Items from a data source:
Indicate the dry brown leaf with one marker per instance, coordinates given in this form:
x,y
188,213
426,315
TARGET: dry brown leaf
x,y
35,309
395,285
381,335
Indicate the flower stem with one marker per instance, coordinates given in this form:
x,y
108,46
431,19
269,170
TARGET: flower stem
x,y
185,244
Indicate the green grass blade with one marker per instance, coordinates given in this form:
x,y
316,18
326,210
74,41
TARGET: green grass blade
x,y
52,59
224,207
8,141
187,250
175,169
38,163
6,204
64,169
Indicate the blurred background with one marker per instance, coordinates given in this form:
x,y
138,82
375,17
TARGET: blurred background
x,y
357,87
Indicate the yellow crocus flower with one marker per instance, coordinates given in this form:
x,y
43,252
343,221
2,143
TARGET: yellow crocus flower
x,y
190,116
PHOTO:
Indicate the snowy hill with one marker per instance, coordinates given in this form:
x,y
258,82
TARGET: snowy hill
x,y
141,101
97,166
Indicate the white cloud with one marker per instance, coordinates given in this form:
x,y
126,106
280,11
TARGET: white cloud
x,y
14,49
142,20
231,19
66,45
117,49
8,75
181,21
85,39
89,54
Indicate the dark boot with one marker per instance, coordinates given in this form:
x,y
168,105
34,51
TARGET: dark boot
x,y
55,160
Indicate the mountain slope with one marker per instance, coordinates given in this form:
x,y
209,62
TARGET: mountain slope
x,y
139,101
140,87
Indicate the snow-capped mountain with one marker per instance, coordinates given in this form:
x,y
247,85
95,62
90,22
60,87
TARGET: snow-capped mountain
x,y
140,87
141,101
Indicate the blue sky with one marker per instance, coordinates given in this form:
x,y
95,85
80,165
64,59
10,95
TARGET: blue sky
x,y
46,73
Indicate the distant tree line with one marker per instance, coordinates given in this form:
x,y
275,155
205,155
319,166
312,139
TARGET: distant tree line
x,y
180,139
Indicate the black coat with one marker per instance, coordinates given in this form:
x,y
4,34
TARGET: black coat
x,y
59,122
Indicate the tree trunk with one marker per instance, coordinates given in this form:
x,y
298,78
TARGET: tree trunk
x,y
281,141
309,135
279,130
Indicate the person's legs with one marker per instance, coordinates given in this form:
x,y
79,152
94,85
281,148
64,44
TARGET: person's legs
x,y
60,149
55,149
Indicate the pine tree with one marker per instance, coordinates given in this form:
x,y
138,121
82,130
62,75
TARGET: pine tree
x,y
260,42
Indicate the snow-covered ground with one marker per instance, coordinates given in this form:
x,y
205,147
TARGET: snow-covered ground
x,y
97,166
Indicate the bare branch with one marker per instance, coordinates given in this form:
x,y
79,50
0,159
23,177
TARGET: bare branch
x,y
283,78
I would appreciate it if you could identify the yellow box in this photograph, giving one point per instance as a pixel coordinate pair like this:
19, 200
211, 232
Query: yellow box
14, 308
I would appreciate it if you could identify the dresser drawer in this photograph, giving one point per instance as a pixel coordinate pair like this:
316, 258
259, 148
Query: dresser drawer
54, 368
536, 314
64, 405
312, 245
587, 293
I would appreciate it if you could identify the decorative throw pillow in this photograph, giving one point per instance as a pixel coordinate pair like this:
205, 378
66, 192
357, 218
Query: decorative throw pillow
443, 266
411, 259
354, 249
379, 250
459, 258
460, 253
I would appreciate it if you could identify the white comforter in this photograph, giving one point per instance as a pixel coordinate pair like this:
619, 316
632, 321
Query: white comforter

* * *

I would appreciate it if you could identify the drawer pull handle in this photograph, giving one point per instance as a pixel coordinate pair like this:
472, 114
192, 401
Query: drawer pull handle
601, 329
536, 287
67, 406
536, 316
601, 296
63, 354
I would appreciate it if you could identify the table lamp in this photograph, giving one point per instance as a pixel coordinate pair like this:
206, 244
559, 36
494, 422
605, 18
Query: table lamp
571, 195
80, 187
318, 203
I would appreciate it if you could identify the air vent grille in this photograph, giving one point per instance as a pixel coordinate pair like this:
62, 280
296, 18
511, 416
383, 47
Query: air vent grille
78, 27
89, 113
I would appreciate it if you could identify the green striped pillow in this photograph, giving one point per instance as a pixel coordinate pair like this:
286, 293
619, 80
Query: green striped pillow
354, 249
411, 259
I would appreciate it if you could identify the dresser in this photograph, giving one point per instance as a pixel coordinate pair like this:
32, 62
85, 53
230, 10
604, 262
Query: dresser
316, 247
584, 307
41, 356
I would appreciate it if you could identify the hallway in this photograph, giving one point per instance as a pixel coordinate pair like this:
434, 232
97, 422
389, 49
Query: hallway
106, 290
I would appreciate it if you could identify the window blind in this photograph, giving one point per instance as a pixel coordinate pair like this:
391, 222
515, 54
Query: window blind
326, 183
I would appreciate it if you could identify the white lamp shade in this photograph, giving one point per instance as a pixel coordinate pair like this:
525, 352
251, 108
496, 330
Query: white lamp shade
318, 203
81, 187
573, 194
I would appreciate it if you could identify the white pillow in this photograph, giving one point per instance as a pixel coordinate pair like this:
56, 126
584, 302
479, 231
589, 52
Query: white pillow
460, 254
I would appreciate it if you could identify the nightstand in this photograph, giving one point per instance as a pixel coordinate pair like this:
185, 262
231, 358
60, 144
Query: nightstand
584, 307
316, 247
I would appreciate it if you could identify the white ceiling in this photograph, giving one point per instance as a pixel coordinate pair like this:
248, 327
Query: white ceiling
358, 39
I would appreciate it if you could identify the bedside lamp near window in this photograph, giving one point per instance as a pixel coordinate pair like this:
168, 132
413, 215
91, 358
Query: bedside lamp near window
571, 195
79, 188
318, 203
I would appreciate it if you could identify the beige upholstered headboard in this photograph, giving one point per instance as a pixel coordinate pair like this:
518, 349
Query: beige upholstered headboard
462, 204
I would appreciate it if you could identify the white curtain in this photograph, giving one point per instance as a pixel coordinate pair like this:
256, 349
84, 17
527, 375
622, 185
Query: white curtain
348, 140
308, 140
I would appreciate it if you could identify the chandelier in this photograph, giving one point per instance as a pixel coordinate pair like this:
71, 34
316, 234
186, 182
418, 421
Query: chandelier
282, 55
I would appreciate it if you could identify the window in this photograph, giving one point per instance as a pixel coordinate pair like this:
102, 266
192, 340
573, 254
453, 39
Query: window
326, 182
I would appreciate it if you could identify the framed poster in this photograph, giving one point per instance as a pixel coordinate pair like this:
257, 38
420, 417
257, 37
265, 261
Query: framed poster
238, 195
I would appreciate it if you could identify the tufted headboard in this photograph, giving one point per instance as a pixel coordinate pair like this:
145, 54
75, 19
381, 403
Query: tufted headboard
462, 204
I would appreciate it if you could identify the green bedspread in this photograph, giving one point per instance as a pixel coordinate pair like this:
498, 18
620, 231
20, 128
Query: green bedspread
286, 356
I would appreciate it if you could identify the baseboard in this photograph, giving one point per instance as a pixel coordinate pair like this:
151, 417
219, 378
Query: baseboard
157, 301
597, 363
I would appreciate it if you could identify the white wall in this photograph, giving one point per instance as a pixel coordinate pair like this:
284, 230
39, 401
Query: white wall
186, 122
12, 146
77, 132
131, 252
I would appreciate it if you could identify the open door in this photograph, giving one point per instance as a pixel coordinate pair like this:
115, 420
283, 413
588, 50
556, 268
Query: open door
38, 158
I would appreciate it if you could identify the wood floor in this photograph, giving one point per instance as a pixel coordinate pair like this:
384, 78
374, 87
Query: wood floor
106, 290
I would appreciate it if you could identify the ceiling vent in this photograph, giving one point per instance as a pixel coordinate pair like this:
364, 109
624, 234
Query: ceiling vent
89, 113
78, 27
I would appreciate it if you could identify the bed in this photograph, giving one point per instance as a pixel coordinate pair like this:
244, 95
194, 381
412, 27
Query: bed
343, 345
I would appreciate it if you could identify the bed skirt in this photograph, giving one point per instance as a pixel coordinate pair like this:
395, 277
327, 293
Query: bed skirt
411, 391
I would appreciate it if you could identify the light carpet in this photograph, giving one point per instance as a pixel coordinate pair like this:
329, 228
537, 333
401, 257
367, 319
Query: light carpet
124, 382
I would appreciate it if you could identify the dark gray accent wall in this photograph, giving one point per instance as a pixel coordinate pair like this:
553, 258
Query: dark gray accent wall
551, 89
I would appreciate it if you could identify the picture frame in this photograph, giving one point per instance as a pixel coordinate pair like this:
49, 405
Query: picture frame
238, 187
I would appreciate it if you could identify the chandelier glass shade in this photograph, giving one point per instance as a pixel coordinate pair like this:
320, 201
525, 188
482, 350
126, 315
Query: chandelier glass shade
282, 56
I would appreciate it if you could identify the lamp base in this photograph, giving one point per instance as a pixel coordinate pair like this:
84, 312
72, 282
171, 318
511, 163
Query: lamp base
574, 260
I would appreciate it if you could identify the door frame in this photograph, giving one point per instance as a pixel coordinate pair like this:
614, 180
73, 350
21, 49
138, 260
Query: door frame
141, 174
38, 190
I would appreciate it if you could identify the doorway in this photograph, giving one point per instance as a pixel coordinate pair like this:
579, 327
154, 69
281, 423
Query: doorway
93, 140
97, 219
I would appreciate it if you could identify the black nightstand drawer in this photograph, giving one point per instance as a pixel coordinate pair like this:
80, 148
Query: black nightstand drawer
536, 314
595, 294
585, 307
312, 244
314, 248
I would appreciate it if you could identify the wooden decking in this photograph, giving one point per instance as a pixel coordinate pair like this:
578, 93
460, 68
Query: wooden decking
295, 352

---

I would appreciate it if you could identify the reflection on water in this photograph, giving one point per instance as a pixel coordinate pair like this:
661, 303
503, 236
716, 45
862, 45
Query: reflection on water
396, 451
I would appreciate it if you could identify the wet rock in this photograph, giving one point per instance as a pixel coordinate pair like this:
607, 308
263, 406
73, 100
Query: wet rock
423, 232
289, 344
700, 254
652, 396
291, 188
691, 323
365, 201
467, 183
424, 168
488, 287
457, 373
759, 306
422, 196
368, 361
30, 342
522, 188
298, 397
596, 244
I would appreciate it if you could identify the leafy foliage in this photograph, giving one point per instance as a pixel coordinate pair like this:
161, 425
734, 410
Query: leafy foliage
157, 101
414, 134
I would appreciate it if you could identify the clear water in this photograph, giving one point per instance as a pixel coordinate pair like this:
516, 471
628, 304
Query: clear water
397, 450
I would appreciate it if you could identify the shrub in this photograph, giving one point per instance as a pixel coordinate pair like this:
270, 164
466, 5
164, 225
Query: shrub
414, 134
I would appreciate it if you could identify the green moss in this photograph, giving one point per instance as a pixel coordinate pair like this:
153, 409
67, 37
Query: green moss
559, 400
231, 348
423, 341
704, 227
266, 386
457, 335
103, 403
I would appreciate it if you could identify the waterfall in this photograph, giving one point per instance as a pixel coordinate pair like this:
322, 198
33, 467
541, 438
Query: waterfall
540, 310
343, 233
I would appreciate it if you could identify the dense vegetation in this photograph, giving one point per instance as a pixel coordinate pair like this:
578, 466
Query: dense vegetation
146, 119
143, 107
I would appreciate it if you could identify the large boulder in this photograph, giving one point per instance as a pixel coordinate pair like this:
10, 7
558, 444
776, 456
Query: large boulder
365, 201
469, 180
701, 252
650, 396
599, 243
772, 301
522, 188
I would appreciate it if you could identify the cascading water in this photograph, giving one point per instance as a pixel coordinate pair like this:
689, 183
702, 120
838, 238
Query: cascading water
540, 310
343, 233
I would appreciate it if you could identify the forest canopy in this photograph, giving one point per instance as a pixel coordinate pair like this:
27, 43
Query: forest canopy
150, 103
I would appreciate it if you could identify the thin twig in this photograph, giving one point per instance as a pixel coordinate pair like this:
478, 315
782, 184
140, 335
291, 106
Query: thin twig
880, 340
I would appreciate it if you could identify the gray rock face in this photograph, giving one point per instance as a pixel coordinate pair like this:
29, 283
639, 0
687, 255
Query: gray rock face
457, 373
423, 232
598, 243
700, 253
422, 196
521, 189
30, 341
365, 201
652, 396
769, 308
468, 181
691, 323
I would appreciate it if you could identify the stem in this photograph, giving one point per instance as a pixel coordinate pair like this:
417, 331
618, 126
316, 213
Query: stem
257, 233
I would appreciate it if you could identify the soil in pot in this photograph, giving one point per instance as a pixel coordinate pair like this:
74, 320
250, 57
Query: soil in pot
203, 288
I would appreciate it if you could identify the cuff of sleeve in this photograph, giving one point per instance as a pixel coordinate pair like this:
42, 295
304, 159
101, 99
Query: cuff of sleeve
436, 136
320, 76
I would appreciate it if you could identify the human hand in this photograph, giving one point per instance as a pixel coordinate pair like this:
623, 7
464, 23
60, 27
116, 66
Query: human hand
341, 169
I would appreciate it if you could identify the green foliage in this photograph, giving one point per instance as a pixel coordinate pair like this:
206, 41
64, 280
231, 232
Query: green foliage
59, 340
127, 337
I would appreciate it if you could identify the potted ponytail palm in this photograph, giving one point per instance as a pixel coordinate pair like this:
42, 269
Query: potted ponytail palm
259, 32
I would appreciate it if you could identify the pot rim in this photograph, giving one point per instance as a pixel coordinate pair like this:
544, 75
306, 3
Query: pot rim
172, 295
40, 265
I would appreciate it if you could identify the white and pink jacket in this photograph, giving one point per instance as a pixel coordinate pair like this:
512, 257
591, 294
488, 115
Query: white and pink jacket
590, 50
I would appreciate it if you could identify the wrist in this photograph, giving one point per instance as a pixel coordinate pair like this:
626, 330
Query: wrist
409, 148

• **TASK DETAILS**
From the entries above, copy out every line where the string "comforter" appears.

• **RESPONSE TO THIS TASK**
I would appreciate it if you could identify the white comforter in this photograph, giving one point per instance as a pixel coordinate pair like this:
Query: white comforter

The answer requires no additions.